= Your goal =
Begin at the line below that has "Target: white football jersey" and stop after the line that has "the short sleeve?". Please restate only those lines, word for word.

= Excerpted records =
++++++++

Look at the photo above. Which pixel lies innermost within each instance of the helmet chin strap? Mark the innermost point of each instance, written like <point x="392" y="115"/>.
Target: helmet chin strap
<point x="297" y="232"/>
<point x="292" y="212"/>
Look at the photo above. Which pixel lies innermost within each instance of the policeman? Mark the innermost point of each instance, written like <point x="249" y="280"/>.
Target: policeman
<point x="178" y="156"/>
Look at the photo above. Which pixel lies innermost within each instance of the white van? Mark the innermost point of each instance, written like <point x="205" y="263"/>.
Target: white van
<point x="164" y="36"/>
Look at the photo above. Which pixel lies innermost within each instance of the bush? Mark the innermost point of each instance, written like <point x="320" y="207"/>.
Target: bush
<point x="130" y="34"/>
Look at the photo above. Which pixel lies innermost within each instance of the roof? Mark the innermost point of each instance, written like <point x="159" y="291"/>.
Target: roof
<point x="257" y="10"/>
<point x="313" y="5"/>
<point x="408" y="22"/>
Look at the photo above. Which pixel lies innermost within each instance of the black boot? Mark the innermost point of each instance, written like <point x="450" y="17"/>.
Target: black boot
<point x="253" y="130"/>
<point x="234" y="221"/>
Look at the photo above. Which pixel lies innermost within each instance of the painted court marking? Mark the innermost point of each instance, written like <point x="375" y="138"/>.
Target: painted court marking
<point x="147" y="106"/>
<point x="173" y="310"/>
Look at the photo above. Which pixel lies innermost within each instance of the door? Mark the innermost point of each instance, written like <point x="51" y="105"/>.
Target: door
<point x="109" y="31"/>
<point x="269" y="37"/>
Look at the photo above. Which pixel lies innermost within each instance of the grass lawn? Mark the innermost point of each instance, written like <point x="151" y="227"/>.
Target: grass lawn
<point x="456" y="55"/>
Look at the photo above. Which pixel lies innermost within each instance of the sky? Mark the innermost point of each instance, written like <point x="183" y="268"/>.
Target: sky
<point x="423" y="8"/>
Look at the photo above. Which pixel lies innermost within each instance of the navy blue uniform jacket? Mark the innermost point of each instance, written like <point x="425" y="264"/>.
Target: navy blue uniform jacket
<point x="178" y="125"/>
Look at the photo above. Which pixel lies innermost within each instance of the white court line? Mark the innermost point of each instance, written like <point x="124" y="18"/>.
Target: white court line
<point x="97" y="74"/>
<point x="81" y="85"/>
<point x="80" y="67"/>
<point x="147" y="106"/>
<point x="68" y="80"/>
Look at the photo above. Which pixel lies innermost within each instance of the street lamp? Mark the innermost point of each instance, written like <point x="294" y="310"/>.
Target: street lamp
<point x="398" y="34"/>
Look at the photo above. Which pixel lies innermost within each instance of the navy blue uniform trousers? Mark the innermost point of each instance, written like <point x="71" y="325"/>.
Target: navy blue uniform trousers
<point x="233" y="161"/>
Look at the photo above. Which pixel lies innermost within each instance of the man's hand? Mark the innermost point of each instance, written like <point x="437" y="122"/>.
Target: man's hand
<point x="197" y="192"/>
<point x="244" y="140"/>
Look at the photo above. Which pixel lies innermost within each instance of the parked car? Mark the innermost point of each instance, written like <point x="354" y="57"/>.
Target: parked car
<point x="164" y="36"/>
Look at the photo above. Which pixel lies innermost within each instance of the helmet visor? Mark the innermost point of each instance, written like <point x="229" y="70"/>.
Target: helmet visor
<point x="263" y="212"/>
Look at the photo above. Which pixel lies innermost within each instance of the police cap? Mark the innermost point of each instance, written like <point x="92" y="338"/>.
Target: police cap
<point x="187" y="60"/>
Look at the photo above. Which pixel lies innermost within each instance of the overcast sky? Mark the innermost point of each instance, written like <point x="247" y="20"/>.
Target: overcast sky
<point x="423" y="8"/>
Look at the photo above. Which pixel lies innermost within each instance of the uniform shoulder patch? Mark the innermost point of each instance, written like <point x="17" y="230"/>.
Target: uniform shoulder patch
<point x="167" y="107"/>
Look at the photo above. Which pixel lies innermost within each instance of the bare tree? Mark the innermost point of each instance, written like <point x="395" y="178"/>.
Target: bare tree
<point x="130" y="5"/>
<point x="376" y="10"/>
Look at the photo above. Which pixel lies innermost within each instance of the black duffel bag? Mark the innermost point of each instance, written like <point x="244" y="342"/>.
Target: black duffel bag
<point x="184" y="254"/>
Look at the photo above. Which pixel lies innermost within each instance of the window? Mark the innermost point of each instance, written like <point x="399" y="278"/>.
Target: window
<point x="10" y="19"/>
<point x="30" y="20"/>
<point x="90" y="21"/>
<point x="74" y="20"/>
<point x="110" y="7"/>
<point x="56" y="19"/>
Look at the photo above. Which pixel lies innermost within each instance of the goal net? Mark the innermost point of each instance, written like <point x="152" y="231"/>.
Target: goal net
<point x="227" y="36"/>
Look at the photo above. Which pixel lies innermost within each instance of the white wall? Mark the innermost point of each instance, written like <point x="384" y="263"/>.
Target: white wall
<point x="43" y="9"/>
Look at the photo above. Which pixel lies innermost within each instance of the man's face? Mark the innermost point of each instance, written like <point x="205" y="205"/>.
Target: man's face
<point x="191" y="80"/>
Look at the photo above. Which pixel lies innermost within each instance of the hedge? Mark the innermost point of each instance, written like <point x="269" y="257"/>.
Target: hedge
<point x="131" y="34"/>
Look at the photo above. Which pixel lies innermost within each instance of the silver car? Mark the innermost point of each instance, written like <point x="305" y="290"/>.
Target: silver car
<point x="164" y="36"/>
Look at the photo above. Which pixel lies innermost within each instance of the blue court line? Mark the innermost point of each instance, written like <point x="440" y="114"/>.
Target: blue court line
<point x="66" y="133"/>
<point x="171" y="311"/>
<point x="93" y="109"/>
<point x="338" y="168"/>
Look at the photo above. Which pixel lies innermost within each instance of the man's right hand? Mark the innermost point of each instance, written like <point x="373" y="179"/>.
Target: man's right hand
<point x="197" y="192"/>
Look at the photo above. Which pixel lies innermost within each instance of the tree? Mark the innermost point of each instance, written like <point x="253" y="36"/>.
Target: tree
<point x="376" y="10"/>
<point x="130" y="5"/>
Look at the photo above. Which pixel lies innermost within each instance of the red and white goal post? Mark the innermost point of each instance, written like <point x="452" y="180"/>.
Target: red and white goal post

++++++++

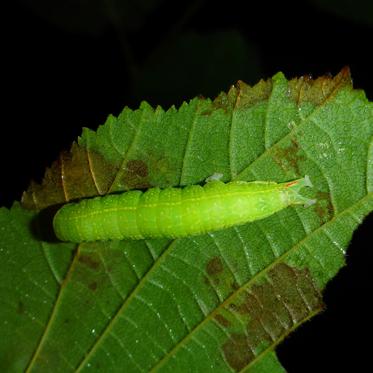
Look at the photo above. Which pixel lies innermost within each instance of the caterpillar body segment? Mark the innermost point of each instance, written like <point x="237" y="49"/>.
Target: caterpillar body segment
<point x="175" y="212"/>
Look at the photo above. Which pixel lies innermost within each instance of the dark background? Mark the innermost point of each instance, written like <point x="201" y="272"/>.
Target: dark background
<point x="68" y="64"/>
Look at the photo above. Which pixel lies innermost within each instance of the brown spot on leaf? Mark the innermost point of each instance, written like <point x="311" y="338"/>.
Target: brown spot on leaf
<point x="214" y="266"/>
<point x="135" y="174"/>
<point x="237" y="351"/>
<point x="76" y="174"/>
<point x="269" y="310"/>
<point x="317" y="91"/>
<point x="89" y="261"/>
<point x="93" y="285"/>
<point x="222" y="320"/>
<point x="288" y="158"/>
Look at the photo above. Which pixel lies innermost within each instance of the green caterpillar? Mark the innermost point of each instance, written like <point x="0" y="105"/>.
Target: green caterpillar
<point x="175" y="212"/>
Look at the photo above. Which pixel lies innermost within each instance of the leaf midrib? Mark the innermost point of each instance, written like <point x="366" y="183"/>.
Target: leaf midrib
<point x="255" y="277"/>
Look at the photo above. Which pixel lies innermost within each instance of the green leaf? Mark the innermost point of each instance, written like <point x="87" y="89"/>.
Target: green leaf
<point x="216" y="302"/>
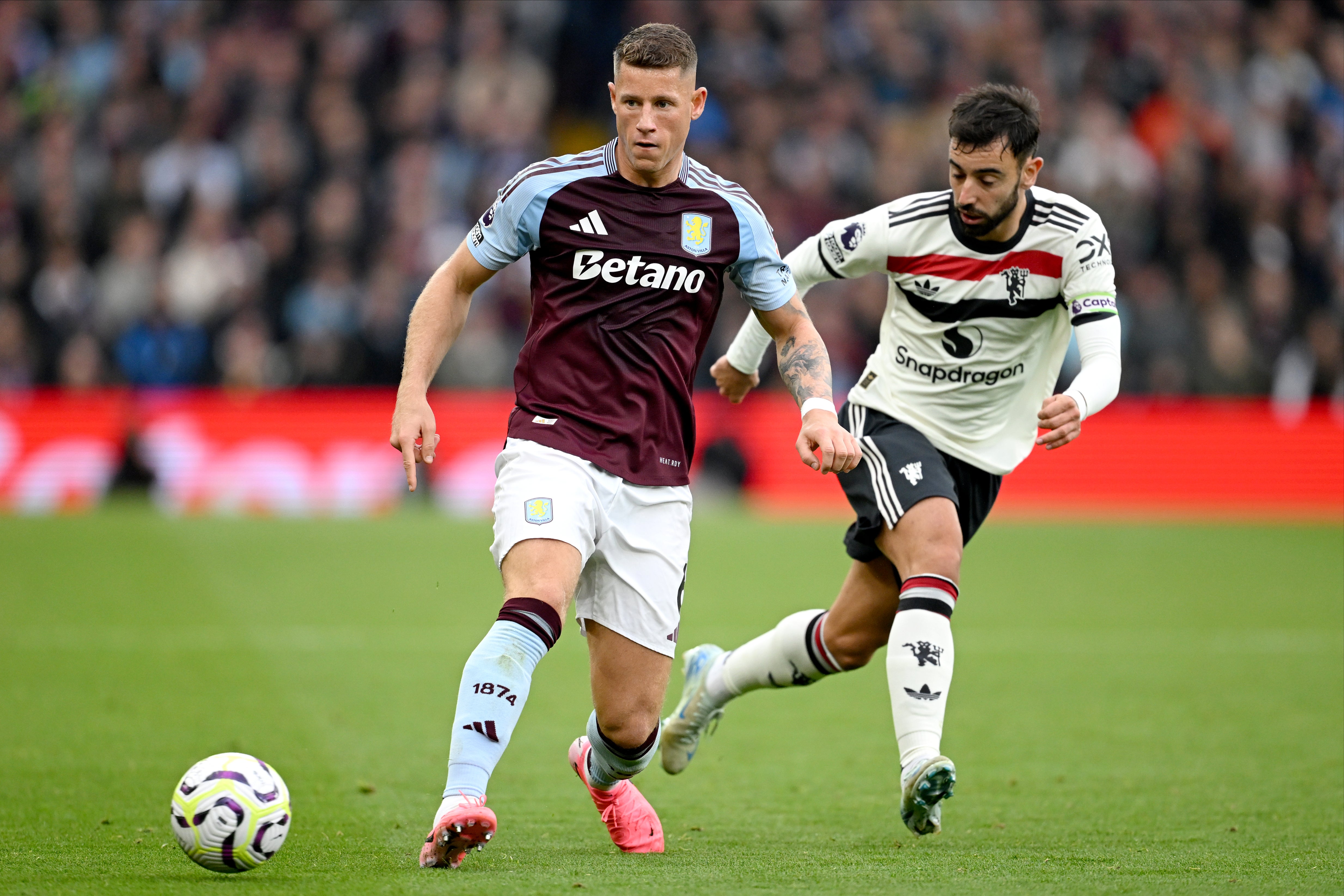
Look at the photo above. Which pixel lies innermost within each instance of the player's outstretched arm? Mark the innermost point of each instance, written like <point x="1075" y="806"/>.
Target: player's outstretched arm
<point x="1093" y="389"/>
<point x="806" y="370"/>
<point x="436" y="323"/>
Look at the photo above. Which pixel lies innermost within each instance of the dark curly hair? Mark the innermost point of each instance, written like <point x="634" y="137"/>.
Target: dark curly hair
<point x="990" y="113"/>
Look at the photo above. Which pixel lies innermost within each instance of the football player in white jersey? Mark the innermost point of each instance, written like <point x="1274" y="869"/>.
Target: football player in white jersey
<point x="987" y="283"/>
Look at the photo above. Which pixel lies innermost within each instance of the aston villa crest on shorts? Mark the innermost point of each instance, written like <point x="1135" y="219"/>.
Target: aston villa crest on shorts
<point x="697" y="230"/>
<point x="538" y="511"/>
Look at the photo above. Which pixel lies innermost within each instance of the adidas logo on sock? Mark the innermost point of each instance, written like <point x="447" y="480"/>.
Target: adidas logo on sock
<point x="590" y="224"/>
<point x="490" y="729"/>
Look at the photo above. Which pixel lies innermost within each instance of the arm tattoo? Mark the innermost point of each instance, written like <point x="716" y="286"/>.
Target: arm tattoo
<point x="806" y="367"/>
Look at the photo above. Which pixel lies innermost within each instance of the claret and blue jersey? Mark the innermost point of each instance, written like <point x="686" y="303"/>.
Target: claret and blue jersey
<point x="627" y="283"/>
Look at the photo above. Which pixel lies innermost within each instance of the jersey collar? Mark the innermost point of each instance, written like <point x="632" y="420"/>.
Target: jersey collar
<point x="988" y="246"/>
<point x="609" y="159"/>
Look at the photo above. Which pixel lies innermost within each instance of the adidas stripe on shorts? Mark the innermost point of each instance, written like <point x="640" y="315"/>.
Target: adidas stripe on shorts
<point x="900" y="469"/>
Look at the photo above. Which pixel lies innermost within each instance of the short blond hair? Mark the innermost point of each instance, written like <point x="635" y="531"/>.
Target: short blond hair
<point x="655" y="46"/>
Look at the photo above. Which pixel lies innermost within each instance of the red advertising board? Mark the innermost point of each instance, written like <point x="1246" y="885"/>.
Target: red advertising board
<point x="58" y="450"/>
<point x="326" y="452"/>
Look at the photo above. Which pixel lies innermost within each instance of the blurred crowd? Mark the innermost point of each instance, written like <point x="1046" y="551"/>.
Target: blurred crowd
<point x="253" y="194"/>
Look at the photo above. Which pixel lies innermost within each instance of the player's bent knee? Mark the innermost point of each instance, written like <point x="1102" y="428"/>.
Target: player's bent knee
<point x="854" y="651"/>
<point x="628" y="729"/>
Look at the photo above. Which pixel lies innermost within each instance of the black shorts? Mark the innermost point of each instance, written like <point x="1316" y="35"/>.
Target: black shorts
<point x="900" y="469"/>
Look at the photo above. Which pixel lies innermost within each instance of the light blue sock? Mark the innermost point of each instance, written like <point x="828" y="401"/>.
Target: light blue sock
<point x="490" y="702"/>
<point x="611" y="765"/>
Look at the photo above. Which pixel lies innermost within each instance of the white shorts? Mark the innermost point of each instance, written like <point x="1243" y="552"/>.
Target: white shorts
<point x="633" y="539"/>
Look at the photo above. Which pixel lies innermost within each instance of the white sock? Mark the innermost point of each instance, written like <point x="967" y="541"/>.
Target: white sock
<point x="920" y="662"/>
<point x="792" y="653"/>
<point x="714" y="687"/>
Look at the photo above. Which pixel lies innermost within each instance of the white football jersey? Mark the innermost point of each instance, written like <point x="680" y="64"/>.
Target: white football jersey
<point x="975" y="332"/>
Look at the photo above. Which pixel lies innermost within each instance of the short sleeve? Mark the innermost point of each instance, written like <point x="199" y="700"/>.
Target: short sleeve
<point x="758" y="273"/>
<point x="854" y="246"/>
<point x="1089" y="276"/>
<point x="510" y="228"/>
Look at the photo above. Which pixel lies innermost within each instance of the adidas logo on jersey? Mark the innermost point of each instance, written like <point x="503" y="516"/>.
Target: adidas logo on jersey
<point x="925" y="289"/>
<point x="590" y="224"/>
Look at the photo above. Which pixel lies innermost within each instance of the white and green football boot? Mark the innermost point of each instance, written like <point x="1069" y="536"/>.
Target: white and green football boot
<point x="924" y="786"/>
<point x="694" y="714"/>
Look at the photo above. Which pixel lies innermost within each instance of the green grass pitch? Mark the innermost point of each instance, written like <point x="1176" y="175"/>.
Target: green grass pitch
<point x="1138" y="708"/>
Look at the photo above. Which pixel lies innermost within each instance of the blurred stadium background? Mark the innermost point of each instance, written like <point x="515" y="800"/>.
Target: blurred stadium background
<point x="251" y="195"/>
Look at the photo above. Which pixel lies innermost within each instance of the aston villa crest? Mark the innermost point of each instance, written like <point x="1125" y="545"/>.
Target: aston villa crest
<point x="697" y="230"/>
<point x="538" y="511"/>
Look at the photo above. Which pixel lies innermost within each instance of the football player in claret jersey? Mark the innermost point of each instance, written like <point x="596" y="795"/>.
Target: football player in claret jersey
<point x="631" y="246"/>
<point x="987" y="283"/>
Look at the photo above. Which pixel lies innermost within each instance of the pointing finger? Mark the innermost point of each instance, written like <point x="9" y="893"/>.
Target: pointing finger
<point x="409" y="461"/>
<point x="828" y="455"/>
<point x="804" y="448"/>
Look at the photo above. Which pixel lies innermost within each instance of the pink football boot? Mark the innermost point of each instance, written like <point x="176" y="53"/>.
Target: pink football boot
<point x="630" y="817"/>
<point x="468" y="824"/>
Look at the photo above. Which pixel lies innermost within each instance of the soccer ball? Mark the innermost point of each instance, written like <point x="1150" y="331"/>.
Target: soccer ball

++++++++

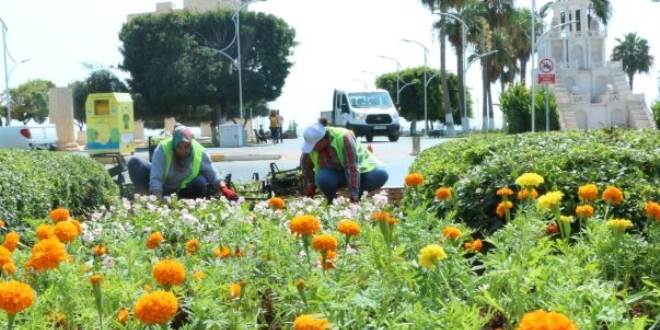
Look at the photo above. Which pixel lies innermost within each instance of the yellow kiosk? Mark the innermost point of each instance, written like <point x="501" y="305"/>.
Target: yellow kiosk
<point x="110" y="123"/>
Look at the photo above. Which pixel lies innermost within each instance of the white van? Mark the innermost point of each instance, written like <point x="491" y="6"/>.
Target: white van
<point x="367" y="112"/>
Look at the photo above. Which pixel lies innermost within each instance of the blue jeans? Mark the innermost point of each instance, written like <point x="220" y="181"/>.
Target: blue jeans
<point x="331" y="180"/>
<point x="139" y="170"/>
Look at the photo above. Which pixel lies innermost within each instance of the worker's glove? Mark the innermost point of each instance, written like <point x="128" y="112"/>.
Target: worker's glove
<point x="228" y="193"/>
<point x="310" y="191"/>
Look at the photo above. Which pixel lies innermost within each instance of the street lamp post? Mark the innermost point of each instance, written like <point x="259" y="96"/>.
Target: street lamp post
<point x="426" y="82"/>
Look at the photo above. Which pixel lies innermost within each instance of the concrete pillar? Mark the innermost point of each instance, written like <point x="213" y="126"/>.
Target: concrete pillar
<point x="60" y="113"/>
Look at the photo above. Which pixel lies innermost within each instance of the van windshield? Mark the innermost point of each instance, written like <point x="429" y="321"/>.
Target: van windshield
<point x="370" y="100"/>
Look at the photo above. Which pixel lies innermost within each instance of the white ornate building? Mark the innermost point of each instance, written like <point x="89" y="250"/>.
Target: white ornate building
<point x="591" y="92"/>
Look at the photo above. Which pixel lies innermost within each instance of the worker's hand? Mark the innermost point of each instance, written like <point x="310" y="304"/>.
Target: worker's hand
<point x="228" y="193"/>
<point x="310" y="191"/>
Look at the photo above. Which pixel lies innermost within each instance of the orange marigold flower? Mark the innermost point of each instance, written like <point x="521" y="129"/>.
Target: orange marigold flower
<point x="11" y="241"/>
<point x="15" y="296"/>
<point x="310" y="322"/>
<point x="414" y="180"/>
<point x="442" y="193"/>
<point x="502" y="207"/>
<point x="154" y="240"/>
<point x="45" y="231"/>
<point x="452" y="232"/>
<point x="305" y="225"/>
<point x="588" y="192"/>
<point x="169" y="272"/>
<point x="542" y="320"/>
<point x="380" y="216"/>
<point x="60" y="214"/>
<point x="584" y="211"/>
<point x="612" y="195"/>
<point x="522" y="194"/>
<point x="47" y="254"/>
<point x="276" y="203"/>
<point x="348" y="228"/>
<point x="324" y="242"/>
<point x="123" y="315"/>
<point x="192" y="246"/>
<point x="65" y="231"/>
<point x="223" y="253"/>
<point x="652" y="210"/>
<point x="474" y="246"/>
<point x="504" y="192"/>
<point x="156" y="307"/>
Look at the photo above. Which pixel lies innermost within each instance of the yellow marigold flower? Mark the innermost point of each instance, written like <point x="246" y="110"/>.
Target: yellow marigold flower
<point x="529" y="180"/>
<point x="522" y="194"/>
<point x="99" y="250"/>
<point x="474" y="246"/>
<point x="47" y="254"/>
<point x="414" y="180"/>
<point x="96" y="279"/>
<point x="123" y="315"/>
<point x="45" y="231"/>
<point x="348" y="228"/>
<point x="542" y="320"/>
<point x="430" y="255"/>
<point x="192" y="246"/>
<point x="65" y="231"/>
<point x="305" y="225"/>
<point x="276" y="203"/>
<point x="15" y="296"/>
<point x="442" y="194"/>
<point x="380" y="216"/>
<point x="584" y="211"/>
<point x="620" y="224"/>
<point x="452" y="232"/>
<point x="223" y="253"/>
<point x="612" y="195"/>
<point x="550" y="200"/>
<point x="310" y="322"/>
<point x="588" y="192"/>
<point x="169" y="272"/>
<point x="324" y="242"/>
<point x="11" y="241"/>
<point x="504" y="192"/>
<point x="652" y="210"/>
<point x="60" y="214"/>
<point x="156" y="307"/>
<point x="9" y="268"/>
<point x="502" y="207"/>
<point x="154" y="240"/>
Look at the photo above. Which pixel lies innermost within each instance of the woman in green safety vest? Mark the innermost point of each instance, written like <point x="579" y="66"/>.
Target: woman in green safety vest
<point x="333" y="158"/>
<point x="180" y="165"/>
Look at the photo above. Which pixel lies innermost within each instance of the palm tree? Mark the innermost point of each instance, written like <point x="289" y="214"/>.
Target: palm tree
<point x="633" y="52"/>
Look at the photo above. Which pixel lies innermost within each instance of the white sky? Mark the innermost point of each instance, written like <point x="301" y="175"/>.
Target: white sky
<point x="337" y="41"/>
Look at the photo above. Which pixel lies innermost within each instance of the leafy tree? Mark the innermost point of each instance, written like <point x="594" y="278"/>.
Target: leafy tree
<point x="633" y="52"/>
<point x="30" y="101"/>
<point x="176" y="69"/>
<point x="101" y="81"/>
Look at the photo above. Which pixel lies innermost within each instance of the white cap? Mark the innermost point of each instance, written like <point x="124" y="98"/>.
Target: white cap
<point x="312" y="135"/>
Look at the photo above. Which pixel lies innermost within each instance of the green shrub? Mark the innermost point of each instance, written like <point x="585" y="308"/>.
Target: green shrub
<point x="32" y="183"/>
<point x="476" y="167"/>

++++++++

= Task solution =
Target: white football jersey
<point x="975" y="332"/>
Look at the photo above. Which pixel lies innermost within each instance of the short sleeve? Mark the innermost point of each instance, written like <point x="199" y="700"/>.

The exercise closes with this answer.